Problem description — Copy out every line of the listing below word for word.
━━━ Source records ━━━
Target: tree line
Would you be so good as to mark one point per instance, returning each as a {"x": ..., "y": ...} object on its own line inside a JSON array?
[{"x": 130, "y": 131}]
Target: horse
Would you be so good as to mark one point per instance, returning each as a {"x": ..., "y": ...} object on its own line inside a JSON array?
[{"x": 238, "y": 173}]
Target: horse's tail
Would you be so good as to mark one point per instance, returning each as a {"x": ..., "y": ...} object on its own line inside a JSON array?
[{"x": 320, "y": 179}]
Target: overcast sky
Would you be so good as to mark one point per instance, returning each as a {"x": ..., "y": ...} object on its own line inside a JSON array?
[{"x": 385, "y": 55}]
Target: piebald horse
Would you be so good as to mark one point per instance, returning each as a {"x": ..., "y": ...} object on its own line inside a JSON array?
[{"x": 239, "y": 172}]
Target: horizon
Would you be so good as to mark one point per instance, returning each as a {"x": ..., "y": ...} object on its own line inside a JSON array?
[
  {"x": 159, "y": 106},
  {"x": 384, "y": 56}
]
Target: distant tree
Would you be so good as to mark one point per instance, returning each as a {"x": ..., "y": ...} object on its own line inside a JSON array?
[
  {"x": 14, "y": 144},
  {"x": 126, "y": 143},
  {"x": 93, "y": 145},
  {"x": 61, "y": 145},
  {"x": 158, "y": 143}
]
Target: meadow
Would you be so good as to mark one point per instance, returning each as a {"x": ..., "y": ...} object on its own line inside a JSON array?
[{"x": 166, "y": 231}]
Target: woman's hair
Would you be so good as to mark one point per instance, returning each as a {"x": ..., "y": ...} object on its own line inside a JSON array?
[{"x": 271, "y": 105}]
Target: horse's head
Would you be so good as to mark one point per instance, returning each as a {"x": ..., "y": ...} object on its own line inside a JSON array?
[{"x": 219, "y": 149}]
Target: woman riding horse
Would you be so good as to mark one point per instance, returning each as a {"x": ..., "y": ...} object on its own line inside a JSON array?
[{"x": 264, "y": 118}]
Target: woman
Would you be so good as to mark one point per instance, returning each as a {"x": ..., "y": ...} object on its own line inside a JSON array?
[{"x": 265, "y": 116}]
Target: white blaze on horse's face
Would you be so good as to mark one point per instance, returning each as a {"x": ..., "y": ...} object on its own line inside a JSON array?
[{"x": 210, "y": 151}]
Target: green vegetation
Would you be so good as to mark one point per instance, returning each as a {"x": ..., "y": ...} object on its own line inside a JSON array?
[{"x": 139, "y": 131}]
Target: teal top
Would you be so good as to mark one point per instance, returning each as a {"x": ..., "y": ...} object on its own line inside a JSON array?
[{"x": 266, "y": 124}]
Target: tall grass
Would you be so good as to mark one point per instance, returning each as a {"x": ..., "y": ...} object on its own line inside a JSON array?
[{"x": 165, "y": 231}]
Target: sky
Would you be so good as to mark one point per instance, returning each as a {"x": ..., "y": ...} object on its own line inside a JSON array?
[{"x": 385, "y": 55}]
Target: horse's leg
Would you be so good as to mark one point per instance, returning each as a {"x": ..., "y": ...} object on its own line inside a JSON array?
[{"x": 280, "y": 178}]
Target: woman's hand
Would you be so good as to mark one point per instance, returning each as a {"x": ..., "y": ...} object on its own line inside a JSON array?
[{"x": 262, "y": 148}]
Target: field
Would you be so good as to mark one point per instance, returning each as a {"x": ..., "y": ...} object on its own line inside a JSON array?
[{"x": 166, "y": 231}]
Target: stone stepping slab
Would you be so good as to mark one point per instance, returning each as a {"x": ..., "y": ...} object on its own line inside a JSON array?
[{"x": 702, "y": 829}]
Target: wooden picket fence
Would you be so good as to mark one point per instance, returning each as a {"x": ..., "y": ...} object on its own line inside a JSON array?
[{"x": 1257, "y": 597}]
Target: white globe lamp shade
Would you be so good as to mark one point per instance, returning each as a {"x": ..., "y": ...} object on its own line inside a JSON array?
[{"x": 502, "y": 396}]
━━━
Exercise response —
Target: tree line
Would you be so good as to mark one point per instance, returning each as a {"x": ..., "y": ...} object on its own line inside a JSON array?
[{"x": 130, "y": 131}]
Target: horse
Would you be so good as to mark one point per instance, returning each as a {"x": ..., "y": ...} object on its own line inside a JSON array?
[{"x": 238, "y": 173}]
Target: horse's tail
Would you be so good as to mark one point per instance, returning each as a {"x": ..., "y": ...} object on its own line inside a JSON array?
[{"x": 320, "y": 179}]
Target: overcast sky
Would you be so good as to mark one point per instance, returning each as a {"x": ..., "y": ...} object on its own line inside a JSON array?
[{"x": 385, "y": 55}]
Target: piebald horse
Would you be so good as to mark one point per instance, returning each as a {"x": ..., "y": ...} object on its own line inside a JSON array?
[{"x": 239, "y": 172}]
Target: horizon
Would you be so good as to mark one point per instance, returning each as a {"x": ..., "y": ...} object on its own line inside a JSON array?
[
  {"x": 159, "y": 106},
  {"x": 384, "y": 56}
]
Target: distant tree
Would you be so good as to mark one point per instance, returning each as a {"x": ..., "y": ...} object on its own line inside a JSON array?
[
  {"x": 14, "y": 144},
  {"x": 126, "y": 143},
  {"x": 93, "y": 145},
  {"x": 61, "y": 145},
  {"x": 158, "y": 143}
]
Target: meadow
Would you be so good as to mark one point per instance, returning each as a {"x": ..., "y": ...} object on its own line inside a JSON array?
[{"x": 166, "y": 231}]
Target: woman's hair
Would you be so good as to mark one point per instance, returning each as a {"x": ..., "y": ...} object on its own line inside a JSON array?
[{"x": 271, "y": 105}]
Target: horse's head
Would you be so good as to mark one point per instance, returning each as a {"x": ..., "y": ...} object on its own line inside a JSON array?
[{"x": 219, "y": 149}]
Target: woman riding horse
Would you be so good as to mark one point per instance, returning each as a {"x": ..., "y": ...} object on its own line inside a JSON array?
[{"x": 264, "y": 118}]
Target: woman
Would you be so good as to mark one point per instance, returning each as a {"x": ..., "y": ...} object on its own line inside a JSON array?
[{"x": 265, "y": 116}]
Target: white blaze on horse's face
Would you be so good as to mark one point per instance, returning each as a {"x": ..., "y": ...} object on its own line inside a JSON array?
[{"x": 210, "y": 151}]
Target: green vegetation
Would you be so good as to mark one point per instance, returning each as a {"x": ..., "y": ...} object on its own line inside a JSON array?
[{"x": 139, "y": 131}]
Target: teal top
Would you be so good as to mark one point per instance, returning each as a {"x": ..., "y": ...} object on its own line inside a JSON array?
[{"x": 266, "y": 124}]
Target: tall grass
Would you be so good as to mark one point per instance, returning each as a {"x": ..., "y": ...} object on its own line inside a JSON array?
[{"x": 165, "y": 231}]
Target: sky
Would you be so good as to mark one point per instance, returning each as a {"x": ..., "y": ...} object on its own line inside a JSON array?
[{"x": 385, "y": 55}]
Target: horse's leg
Would you be so good as to mark one point per instance, returning each as a {"x": ..., "y": ...} object on its own line inside a JSON array?
[{"x": 280, "y": 178}]
Target: woman's hand
Would you be so good as to mark one point per instance, returning each as a {"x": ..., "y": ...} object on its own line inside a JSON array?
[{"x": 262, "y": 148}]
Target: field
Would you be so good as to mark one point per instance, returning each as a {"x": ..., "y": ...} object on its own line inside a JSON array?
[{"x": 166, "y": 231}]
Target: stone stepping slab
Would you be so good as to mark one point per instance, returning each as a {"x": ..., "y": ...} object on its own line inside a JSON array?
[{"x": 702, "y": 829}]
Target: wooden picket fence
Would you be so good as to mark one point per instance, returning each as a {"x": ..., "y": ...} object on its own line inside a JSON array?
[{"x": 1257, "y": 597}]
Target: white globe lamp shade
Would you be so good as to mark one point per instance, returning each as a {"x": ..., "y": ...} object on its own line inside a JSON array?
[{"x": 502, "y": 396}]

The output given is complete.